> _Text block_
************
This is an archived article and the information in the article may be outdated. Please look at the time stamp on the story to see when it was last updated.

HUNTSVILLE, Ala. (WHNT) – The family of an intellectually disabled man allegedly injured by Huntsville Police Department officers has filed a lawsuit against the city of Huntsville and the officers involved in the encounter.

According to the complaint filed in federal court, the co-guardians over Jeffrey Burton allege their brother experienced “unconstitutional violence” at the hands of two HPD officers on July 19, 2021, which led to his being hospitalized.

The lawsuit says Burton is an African American, 35-year-old man who has the mental capacity of approximately a 6-year-old. The complaint says in 2021 he was prone to wandering and had wandered to an apartment complex about half a mile from his home the night he encountered police.

A security officer at the apartment complex called HPD where Nicholas Light and another officer, only identified as Fictitious Officer A, were dispatched to the complex, according to the complaint. The lawsuit claims the security officer told law enforcement Burton appeared to either have a “mental issue” or was “high on drugs.”

The complaint says Light and Officer A exited their car with weapons drawn and proceeded to shock Burton multiple times with stun guns, force him to the ground, pull his pants down and handcuff him behind his back. Burton suffered a cut on the back of his head, after being taken down by the officers, among other injuries, the complaint alleges. Burton was not combative with officers, the lawsuit argues.
************
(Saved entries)
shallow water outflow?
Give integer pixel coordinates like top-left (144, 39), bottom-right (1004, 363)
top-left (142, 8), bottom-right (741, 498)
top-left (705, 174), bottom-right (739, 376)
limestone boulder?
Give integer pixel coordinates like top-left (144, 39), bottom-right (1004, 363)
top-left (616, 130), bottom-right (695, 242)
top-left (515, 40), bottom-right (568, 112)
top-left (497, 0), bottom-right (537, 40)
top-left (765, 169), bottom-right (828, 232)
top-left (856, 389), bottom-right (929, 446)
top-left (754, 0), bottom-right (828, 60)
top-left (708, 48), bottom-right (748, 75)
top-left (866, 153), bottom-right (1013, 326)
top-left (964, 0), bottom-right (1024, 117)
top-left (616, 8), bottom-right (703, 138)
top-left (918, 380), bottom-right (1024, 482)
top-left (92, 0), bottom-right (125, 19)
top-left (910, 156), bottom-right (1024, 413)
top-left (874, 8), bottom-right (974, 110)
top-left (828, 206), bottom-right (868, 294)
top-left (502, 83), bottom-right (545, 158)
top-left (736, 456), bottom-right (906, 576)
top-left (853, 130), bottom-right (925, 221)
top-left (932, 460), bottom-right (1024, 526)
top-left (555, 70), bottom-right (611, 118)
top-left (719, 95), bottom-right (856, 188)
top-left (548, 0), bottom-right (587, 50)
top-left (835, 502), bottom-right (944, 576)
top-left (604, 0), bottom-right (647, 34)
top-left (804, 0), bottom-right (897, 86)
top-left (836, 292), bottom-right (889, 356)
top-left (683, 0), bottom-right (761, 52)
************
> _Assigned task 1_
According to the Huntsville lawsuit article, on what date did the encounter between Jeffrey Burton and the two officers happen?
> _Assigned task 2_
Decide whether each statement agrees with the Huntsville lawsuit article: (a) Burton had wandered to an apartment complex about half a mile from his home. (b) The complaint was filed in state court. (c) A security officer at the apartment complex called HPD.

> _Task result 1_
July 19, 2021.

> _Task result 2_
(a) Yes: "had wandered to an apartment complex about half a mile from his home"
(b) No: "According to the complaint filed in federal court"
(c) Yes: "A security officer at the apartment complex called HPD"